Direction: Reproduce each line of the listing below verbatim, omitting the pictures from your answer.
── Extracted entries ──
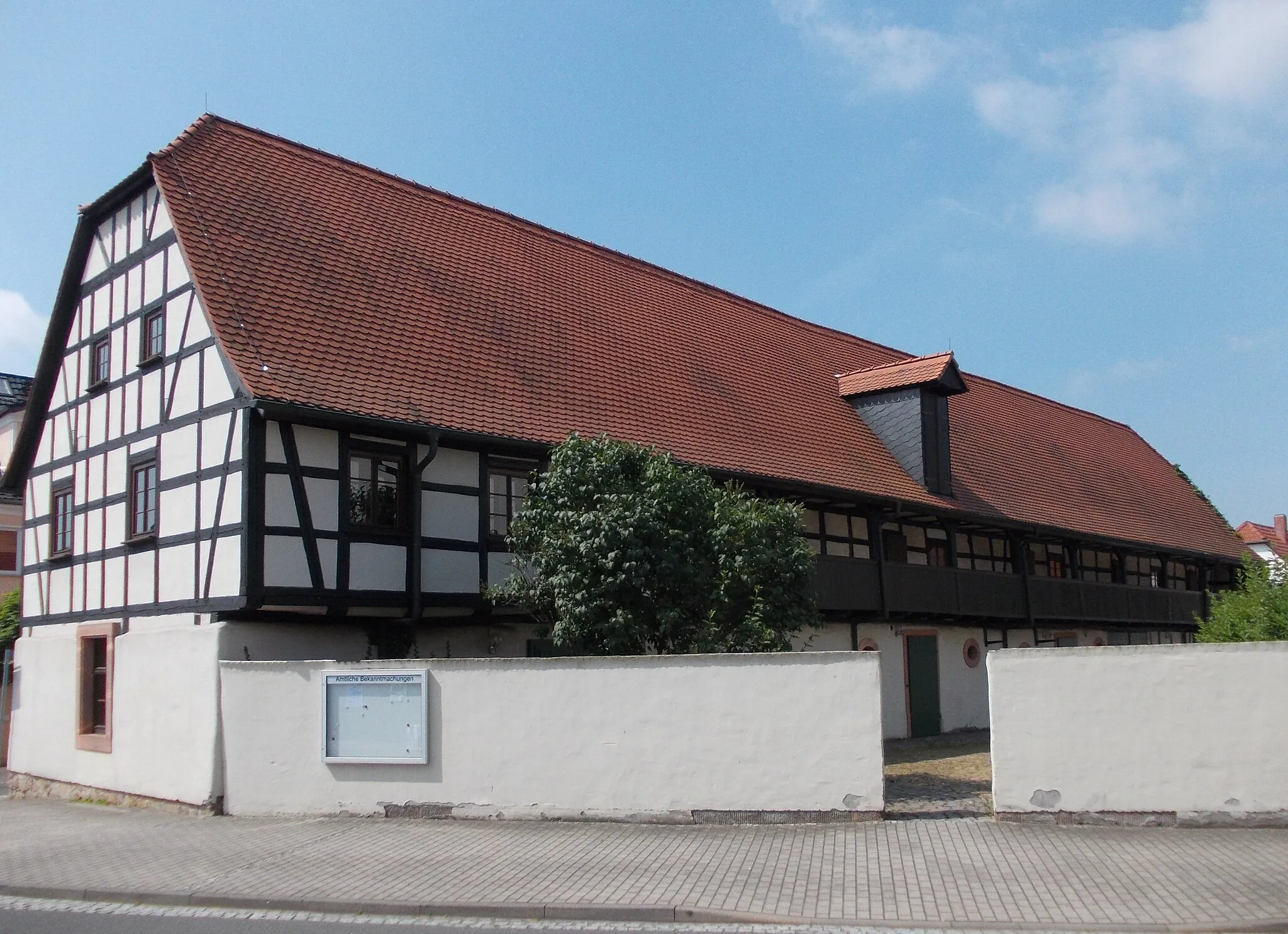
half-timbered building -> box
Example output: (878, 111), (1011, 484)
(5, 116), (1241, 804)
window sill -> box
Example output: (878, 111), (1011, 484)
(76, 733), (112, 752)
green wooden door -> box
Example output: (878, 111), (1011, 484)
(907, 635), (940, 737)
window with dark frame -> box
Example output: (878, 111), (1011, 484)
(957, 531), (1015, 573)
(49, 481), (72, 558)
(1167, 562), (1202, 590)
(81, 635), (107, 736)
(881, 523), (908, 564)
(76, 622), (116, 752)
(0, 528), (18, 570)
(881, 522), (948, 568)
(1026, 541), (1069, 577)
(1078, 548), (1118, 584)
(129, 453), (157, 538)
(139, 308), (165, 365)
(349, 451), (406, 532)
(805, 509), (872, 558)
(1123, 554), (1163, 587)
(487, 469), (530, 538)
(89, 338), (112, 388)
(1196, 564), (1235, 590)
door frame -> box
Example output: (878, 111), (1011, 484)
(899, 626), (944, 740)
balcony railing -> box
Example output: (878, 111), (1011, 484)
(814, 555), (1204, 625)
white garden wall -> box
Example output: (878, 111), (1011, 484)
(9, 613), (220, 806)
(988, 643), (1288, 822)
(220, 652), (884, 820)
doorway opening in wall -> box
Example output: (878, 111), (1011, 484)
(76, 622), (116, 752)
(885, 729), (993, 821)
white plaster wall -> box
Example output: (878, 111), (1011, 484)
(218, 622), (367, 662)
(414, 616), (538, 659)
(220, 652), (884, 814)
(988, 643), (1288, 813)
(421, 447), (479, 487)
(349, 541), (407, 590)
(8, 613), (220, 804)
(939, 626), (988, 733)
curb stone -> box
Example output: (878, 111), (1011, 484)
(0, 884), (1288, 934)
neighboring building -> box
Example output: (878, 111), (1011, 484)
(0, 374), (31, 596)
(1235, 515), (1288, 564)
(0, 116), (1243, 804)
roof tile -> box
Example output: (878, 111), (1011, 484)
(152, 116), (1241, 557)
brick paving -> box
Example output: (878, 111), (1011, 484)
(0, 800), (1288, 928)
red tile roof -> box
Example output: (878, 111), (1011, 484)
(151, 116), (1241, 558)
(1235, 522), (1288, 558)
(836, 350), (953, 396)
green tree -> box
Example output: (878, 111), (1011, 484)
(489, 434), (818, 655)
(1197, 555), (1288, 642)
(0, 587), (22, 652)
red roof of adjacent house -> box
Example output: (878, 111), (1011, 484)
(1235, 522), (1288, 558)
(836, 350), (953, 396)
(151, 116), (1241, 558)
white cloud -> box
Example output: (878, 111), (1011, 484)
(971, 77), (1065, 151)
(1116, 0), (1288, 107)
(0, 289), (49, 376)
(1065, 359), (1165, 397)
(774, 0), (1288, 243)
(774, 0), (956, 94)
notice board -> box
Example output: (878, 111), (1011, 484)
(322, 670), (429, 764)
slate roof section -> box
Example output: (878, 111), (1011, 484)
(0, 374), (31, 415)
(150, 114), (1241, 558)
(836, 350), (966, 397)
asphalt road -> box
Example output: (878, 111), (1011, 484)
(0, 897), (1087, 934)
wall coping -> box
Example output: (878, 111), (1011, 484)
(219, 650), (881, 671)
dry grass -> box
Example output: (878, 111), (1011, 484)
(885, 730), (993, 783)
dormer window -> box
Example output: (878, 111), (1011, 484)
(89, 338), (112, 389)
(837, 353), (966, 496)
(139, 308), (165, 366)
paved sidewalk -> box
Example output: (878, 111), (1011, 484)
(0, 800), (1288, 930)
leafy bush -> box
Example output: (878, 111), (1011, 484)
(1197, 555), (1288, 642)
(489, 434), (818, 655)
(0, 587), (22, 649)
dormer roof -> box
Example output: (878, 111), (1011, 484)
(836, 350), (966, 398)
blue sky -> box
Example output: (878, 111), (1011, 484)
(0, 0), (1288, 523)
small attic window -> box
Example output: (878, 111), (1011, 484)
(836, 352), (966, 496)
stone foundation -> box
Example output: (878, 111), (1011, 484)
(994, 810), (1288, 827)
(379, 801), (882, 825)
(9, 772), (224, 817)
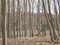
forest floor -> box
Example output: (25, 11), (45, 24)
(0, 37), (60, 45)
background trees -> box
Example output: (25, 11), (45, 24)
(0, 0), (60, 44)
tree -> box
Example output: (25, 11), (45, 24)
───
Expected answer:
half-timbered building -> box
Example output: (878, 111), (1011, 484)
(5, 116), (1241, 804)
window sill -> box
Example output: (878, 111), (1011, 484)
(76, 733), (112, 752)
green wooden door -> box
Example output: (878, 111), (1011, 484)
(907, 635), (940, 737)
window with dark frame -> box
Example output: (878, 111), (1011, 484)
(957, 531), (1015, 573)
(49, 481), (72, 558)
(1167, 562), (1202, 590)
(81, 635), (107, 736)
(881, 523), (908, 564)
(76, 622), (116, 752)
(0, 528), (18, 570)
(881, 522), (948, 568)
(1026, 541), (1069, 577)
(1078, 548), (1118, 584)
(129, 453), (157, 538)
(139, 308), (165, 365)
(349, 451), (406, 532)
(805, 509), (872, 558)
(1123, 554), (1163, 587)
(487, 469), (530, 538)
(89, 338), (112, 388)
(1196, 564), (1235, 590)
door frame -> box
Example output: (878, 111), (1011, 484)
(899, 626), (944, 740)
balcony railing -> box
Example output: (878, 111), (1011, 484)
(814, 555), (1204, 625)
white garden wall -> box
Example output: (878, 111), (1011, 484)
(9, 613), (220, 806)
(988, 643), (1288, 822)
(220, 652), (884, 820)
doorway opening in wall -> box
Example output: (878, 111), (1011, 484)
(76, 622), (116, 752)
(885, 729), (993, 821)
white plaster wall -> box
Example output: (878, 111), (1011, 484)
(218, 622), (367, 662)
(414, 616), (538, 659)
(220, 652), (884, 814)
(988, 643), (1288, 813)
(421, 447), (479, 487)
(349, 541), (407, 590)
(8, 613), (220, 804)
(939, 626), (988, 733)
curb stone -> box
Example output: (878, 111), (1011, 484)
(0, 884), (1288, 934)
neighboring building -> box
Example output: (878, 111), (1011, 484)
(0, 374), (31, 596)
(1235, 515), (1288, 564)
(0, 116), (1243, 804)
roof tile -> box
Example output: (878, 111), (1011, 484)
(152, 116), (1241, 557)
brick paving -> box
Example output: (878, 111), (1011, 484)
(0, 800), (1288, 928)
red tile roof -> box
Example output: (878, 111), (1011, 484)
(151, 116), (1241, 558)
(1235, 522), (1288, 558)
(836, 350), (953, 396)
green tree -> box
Example output: (878, 111), (1011, 484)
(489, 434), (818, 655)
(1197, 555), (1288, 642)
(0, 587), (22, 652)
red roof of adjacent house -> box
Example output: (878, 111), (1011, 484)
(1235, 522), (1288, 558)
(836, 350), (953, 396)
(151, 116), (1241, 558)
white cloud -> box
Example output: (878, 111), (1011, 484)
(971, 77), (1065, 151)
(1116, 0), (1288, 107)
(0, 289), (49, 376)
(1065, 359), (1165, 397)
(774, 0), (1288, 243)
(774, 0), (956, 94)
notice board -> box
Example output: (878, 111), (1011, 484)
(322, 670), (429, 764)
slate roof section -> box
Example output: (878, 111), (1011, 484)
(0, 374), (31, 415)
(150, 114), (1241, 558)
(836, 350), (966, 397)
asphalt road -> box
Example output: (878, 111), (1011, 484)
(0, 897), (1087, 934)
wall coping -> box
Example output: (878, 111), (1011, 484)
(219, 650), (881, 671)
dry grass -> box
Example output: (878, 111), (1011, 484)
(885, 730), (993, 783)
dormer window -> box
Example output: (878, 111), (1011, 484)
(89, 338), (112, 389)
(837, 353), (966, 496)
(139, 308), (165, 366)
paved sidewalk -> box
Example output: (878, 111), (1011, 484)
(0, 800), (1288, 930)
leafy bush -> box
Example output: (878, 111), (1011, 484)
(1197, 555), (1288, 642)
(489, 434), (818, 655)
(0, 587), (22, 649)
dormer roof -> box
Example output: (878, 111), (1011, 484)
(836, 350), (966, 398)
blue sky -> box
Example output: (878, 111), (1011, 484)
(0, 0), (1288, 523)
small attic window -> box
Example output: (878, 111), (1011, 484)
(836, 352), (966, 496)
stone foundation -> box
Example output: (878, 111), (1011, 484)
(994, 810), (1288, 827)
(379, 801), (882, 825)
(9, 772), (224, 817)
forest floor -> box
Example output: (25, 11), (45, 24)
(0, 37), (60, 45)
background trees -> box
Example output: (25, 11), (45, 24)
(0, 0), (60, 44)
tree -> box
Example output: (25, 11), (45, 24)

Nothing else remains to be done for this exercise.